::: GIVEN ENTRIES :::

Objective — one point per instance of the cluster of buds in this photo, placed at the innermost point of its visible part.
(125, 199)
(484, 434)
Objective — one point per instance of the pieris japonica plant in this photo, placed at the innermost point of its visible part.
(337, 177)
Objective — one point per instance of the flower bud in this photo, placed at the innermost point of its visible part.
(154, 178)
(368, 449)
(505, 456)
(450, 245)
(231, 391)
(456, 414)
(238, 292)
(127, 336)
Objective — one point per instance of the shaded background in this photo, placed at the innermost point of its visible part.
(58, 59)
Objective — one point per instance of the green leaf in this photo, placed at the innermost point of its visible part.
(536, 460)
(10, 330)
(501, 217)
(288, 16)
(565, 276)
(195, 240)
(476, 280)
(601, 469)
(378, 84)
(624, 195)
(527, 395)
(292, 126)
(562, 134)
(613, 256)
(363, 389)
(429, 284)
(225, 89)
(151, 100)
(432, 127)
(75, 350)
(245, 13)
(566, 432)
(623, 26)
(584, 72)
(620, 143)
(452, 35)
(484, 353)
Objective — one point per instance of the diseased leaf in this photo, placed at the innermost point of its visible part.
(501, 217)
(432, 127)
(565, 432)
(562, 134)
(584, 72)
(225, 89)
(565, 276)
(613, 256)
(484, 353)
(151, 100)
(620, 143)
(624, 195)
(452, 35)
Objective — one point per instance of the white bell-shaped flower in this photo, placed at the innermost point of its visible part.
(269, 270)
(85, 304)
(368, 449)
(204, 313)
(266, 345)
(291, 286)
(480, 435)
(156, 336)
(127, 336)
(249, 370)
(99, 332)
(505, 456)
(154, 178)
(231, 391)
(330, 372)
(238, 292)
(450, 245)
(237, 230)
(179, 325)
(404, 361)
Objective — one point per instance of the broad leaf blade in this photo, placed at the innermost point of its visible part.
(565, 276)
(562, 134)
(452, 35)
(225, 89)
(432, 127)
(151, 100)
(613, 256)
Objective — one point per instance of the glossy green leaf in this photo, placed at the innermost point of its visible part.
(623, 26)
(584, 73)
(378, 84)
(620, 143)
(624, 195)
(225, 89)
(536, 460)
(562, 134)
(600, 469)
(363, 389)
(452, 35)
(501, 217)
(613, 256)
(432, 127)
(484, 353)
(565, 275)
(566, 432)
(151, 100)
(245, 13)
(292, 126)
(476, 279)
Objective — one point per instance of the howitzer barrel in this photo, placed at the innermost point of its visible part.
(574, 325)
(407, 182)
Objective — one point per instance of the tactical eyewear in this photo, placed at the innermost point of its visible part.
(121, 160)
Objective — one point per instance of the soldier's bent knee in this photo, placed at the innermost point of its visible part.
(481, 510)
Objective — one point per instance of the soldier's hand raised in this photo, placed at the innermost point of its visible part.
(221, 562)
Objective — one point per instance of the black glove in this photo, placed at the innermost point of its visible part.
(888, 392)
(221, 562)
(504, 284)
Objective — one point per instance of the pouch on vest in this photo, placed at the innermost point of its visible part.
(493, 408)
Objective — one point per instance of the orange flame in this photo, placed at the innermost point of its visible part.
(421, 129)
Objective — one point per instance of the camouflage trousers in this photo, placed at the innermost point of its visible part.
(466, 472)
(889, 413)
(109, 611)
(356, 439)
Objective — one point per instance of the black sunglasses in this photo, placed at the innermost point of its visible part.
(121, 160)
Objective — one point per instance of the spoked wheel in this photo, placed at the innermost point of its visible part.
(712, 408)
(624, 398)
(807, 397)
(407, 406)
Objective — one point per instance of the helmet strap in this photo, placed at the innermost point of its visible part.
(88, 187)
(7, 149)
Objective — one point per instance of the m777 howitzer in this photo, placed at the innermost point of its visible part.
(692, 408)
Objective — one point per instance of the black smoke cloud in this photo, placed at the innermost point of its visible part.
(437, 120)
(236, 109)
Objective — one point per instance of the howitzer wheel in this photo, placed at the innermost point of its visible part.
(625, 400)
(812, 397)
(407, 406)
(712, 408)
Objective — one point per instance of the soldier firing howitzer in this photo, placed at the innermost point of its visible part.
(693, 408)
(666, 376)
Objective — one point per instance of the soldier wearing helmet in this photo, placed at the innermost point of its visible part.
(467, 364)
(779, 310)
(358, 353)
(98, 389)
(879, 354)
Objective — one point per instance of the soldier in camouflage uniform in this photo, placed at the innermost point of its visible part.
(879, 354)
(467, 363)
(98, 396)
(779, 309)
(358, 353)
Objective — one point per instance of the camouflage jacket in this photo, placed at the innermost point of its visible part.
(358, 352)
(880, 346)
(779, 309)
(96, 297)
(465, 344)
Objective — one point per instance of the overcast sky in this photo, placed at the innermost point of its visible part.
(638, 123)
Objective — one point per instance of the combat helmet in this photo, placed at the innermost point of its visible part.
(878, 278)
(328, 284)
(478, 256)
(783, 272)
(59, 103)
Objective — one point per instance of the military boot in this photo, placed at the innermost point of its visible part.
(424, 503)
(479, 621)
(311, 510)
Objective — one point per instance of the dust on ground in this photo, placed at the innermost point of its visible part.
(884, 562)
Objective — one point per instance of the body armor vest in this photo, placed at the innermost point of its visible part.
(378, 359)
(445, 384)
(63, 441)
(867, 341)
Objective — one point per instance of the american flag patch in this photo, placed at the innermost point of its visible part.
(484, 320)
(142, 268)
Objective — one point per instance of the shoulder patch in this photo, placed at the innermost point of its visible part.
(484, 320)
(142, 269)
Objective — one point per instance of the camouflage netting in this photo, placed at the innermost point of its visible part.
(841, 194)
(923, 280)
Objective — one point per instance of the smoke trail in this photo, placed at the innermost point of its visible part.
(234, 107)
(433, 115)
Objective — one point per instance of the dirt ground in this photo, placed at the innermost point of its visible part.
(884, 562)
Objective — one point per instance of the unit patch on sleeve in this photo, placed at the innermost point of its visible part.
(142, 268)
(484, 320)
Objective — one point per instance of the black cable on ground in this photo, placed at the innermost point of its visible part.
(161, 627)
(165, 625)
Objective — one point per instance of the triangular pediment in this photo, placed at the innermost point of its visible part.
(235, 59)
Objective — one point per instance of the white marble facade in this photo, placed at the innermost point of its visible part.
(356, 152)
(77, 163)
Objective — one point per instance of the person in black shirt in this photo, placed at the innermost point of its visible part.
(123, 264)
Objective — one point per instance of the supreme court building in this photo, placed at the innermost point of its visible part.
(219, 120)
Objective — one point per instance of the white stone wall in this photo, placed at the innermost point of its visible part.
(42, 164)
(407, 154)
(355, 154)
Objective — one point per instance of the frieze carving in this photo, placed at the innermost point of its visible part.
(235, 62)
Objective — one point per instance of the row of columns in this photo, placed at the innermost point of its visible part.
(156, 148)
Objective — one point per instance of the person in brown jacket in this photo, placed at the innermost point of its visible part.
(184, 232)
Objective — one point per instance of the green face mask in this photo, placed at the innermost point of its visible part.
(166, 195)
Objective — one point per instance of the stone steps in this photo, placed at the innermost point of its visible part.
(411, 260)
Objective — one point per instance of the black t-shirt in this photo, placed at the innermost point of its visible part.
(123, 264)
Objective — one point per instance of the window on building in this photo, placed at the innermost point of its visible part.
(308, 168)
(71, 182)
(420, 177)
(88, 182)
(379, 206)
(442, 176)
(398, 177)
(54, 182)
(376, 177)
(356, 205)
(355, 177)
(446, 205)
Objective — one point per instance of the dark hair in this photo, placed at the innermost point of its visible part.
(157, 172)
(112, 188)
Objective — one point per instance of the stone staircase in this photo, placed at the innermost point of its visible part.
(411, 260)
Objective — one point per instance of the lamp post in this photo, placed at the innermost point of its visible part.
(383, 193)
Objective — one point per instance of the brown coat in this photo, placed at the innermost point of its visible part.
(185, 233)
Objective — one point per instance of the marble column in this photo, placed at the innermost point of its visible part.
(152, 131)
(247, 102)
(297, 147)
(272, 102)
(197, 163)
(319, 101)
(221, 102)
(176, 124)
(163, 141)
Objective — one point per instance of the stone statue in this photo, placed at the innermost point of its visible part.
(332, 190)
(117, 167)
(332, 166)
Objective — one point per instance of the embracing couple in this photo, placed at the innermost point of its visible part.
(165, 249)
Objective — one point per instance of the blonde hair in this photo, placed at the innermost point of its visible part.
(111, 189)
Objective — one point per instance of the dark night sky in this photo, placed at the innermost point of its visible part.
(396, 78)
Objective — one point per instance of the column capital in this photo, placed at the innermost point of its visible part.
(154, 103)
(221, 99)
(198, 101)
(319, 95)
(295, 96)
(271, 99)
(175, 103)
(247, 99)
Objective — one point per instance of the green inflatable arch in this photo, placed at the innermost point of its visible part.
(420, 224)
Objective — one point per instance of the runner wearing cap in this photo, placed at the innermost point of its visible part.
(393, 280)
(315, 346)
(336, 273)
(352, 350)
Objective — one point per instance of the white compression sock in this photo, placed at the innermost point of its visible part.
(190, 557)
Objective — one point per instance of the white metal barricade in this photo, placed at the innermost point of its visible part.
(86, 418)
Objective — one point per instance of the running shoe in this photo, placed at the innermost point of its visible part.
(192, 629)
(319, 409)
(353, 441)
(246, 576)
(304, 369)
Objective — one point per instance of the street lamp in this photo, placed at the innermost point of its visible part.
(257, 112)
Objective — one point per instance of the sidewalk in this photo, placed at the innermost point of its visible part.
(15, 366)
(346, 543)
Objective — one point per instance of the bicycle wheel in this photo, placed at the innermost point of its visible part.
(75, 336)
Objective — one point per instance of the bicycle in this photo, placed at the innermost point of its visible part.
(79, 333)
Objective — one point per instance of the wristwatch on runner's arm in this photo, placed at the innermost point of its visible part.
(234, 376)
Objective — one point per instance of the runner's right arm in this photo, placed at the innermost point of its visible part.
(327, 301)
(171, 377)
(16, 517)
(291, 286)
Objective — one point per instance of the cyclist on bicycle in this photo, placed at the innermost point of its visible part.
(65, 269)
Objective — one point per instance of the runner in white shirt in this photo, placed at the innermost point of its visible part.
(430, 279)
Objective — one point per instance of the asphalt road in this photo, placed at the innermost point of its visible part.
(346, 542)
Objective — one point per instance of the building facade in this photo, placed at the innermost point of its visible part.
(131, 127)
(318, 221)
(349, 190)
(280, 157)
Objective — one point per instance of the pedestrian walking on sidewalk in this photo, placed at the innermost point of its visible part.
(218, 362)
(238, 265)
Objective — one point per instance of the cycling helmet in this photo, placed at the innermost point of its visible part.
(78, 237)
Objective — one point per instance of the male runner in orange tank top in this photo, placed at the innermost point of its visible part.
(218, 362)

:::

Give the lines from the one containing "Objective — one point per instance of the runner in" through the end of the entries again, exactly as written and with no other lines.

Objective — one point per instance of the runner in white shirt in this photo, placed at the innermost point of its visible part.
(430, 279)
Objective — one point per instance of the asphalt road in this photo, placed at the innermost point of its visible part.
(346, 542)
Objective — one point per instance of the building facade in this photo, placed at the innermost point of its visible part.
(131, 127)
(318, 221)
(349, 190)
(280, 157)
Objective — one point per instance of the pedestrian walking on sidewalk in this photo, placed at the innermost point of its visible part.
(218, 362)
(238, 265)
Objective — one point per instance of the cycling helmet in this photo, placed at the innermost point of its visible part.
(78, 237)
Objective — one point per instance of the male runner in orange tank top in this photo, placed at the innermost point of its visible part.
(218, 362)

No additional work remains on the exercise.